**Source extract**
## begin

# Best product to stop ice bonding to glass?



## G5een (Aug 2, 2011)

So what do people recommend for stopping ice bonding?

Nothing worse than taking an age to de-ice the car/van in the mornings! Anything that makes this process easier would be a big help.

G1 seems to get great reviews on here but theres not really much about it stopping ice build up, it does mention it helps on the G techniq website though.

Then there's G3, the 'max repellancy' option. Would this be a better option for stopping ice?

Any experiences/advice would be appreciated and any other products worth trying would be welcomed. :thumb:


----------



## bigmc (Mar 22, 2010)

I just pour tepid water over it and be done with it.


----------



## G5een (Aug 2, 2011)

I went for the water option but last winter was ruthless! 

Sometimes it'd just instantly freeze again. :doublesho


----------



## bero1306 (Jan 24, 2011)

Heated front/rear screen for me.


----------



## BigLeeM (Jan 24, 2010)

Heated garage?


----------



## G5een (Aug 2, 2011)

Van wont fit in the garage.

Plus, thats where my car stays all winter 

It's mostly for my berlingo van tbh, no flash gadgets in that thing lol.


----------



## Audriulis (Dec 17, 2009)

You can't stop it if it's as bad as it was last winter but you can make it easier to clean by using window seal like nanolex or carlack, and believe I know it because I come from the country where we get -20 C every winter for at least 2 months


----------



## G5een (Aug 2, 2011)

So these 'nano tech' glass treatments do make life easier then?


----------



## Kai Herb (Aug 8, 2007)

G5een said:


> So these 'nano tech' glass treatments do make life easier then?


They did for me , doesnt stop the ice forming but they do seem to clear quicker


----------



## Jarw101 (Jun 7, 2011)

bigmc said:


> I just pour tepid water over it and be done with it.


:doublesho :doublesho Ever had a cracked windscreen?


----------



## -Simon- (Oct 29, 2010)

Carlack on my screens certain sped up the process of clearing, although the ice still formed....


----------



## npinks (Feb 25, 2008)

Best I have seen is a chap who ran a cable to his car and put in a small kilowatt heater on the parcel shelf and his car was warm and defrosted when he came out


----------



## Stumper (Apr 5, 2009)

npinks said:


> Best I have seen is a chap who ran a cable to his car and put in a small kilowatt heater on the parcel shelf and his car was warm and defrosted when he came out


That's what I'm going to be doing this year.
I've got all the bits to fit a weatherproof external socket on the side of the house and a cheap extension lead to use with it.
I reckon it'll have the car warmed inside and the windows cleared within 5 minutes or so!


----------



## Alpina-d3 (Mar 16, 2011)

bigmc said:


> I just pour tepid water over it and be done with it.


^^^

I do this every winter, no cracked screens yet.

## end

**Given information**
## begin

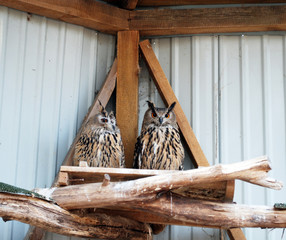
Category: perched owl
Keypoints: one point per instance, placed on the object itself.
(159, 145)
(100, 143)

## end

**Short task**
Please carry on the forum thread about stopping ice from bonding to car glass, starting after its final post.

**Exercise result**
----------



## jamest (Apr 8, 2008)

Keep your screen as clean and clear as possible through the winter months and it will be easier to get the ice of but unless you have you car covered in some form you will get ice, it is unavoidable.


----------



## andy monty (Dec 29, 2007)

npinks said:


> Best I have seen is a chap who ran a cable to his car and put in a small kilowatt heater on the parcel shelf and his car was warm and defrosted when he came out





graeme_t said:


> That's what I'm going to be doing this year.
> I've got all the bits to fit a weatherproof external socket on the side of the house and a cheap extension lead to use with it.
> I reckon it'll have the car warmed inside and the windows cleared within 5 minutes or so!


that was me :wave:


----------



## G5een (Aug 2, 2011)

That seems like more effort than clearing ice. :lol:


----------



## howie parks (Jun 5, 2006)

Love it ^


----------



## andy monty (Dec 29, 2007)

what get home from work park car on drive go to boot to get out Lunch bag and thermos 


whilst boot is open place heater on parcel shelf and run cable out of boot and stick int outside socket....


come morning come down for breakfast turn kettle on put bread in toaster and flick on switch from back door.....

scoff breakfast 

pick up lunch bag and thermos turn off and unplug heater

open boot place heater back in boot 

and sod off to work......


as opposed to getting out and attacking car with ice scraper and de icer :lol:


----------



## nick_mcuk (Jan 4, 2008)

Jarw101 said:


> :doublesho :doublesho Ever had a cracked windscreen?


Nope been doing it for years....infact as long as I have been driving and I passed my test back in 1994.

Glass is tougher than you would think....yeah if you pour boiling water on it you might have issues....but tepid/warm water is fine.

As for the Nano glass sealants....yes they do help....but what you find is the best way is with the warm water technique and treated glass the water beads off leaving a clear dry surface.


----------



## nick_mcuk (Jan 4, 2008)

andy monty said:


> what get home from work park car on drive go to boot to get out Lunch bag and thermos
> 
> whilst boot is open place heater on parcel shelf and run cable out of boot and stick int outside socket....
> 
> ...


Love it....awesome!!


----------



## Blueberry (Aug 10, 2007)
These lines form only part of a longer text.